_ROWS_
--------
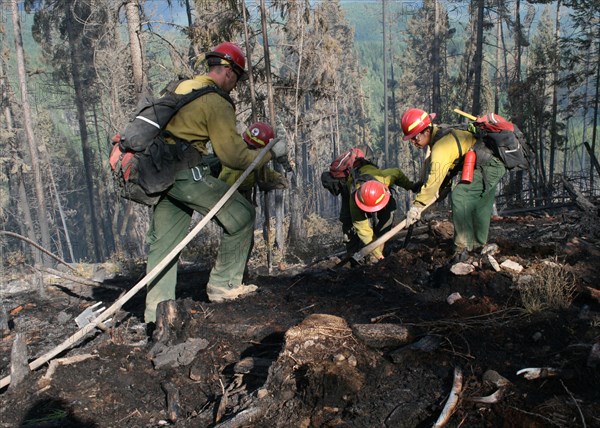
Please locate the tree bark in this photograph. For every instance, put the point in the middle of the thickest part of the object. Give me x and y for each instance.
(135, 47)
(88, 165)
(478, 60)
(29, 134)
--------
_WHAT IS BEING ASKED_
Quote the material above verbatim, leaving out the image.

_WRITTEN REPLY_
Please locate the tree bark in this photograph. For every instance, put the point in the middle of the thickest part of the object. Give me x and y for each instance.
(135, 47)
(88, 165)
(478, 60)
(29, 134)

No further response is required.